Provided text –
╭──
Sunday 18 January 2015

Sickening Poster

This very repulsive poster has recently come to my notice, shown to me by my horrified son. I have made a riposte to it in order to offer some redress for the utter cloying imbecility of the human race here displayed.


AT OUR HOUSE



We do not give 2nd chances to people who make posters like this. One poster and you DED.

We stamped out the practice of having said or sung Grace, long ago with an iron fist. Mother says Grace silently as a private matter between herself and Our Maker.

We HATE sentences like ‘We do real’.

Mistakes will not be tolerated.

No apologies in our house. Nous ne regrettons rien. Jamais.

'We do loud really well' is completely unacceptable. You might better say ‘We are a childish group of over-excited show-offs’

No physical contact permitted on premises.

We will DO in  your family, mate. A family that spawns posters like this deserves nothing less.

We do love Gin though.





I hope that makes you feel better, everyone.



Saturday 3 January 2015

Writing Letters in Anger

I have had cause lately to write to the Prime Minister about a matter of importance; Kingston Maurward College are proposing to build a housing estate at Lower Bockhampton in Dorset thus ruining a charming hamlet associated with Thomas Hardy.

Here is Lower Bockhampton - simply BEGGING  for 70 more houses to be built, as you can see.
 
I will here expound on the process involved in writing a letter when extremely cross.
First you should write a letter saying exactly what you really think. In my case the first draft is often not suitable for printing in public. Then try to do a toned-down version - this is what I wrote on my second attempt:

Cameron.
╰──
Dataset excerpts –
╭──
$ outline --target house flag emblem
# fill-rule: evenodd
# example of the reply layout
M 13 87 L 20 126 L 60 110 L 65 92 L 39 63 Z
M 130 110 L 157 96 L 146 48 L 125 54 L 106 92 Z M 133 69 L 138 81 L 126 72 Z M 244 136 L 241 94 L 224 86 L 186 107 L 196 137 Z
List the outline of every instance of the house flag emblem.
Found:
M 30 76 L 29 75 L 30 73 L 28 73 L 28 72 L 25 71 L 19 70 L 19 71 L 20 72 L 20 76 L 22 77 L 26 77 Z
╰──
Exercises –
1 - Please reproduce the blog text word for word, from "No apologies in" up to and including "deserves nothing less.".
2 - Answer these questions from the blog text:
(a) Who showed the writer the poster?
(b) How does Mother say Grace?
(c) To whom did the writer write about the housing estate at Lower Bockhampton?
The items can be set aside; they play no part in what comes next.

Results of the exercise –
1 -
No apologies in our house. Nous ne regrettons rien. Jamais.

'We do loud really well' is completely unacceptable. You might better say ‘We are a childish group of over-excited show-offs’

No physical contact permitted on premises.

We will DO in  your family, mate. A family that spawns posters like this deserves nothing less.

2 -
(a) The writer's son.
(b) Silently, as a private matter between herself and Our Maker.
(c) The Prime Minister.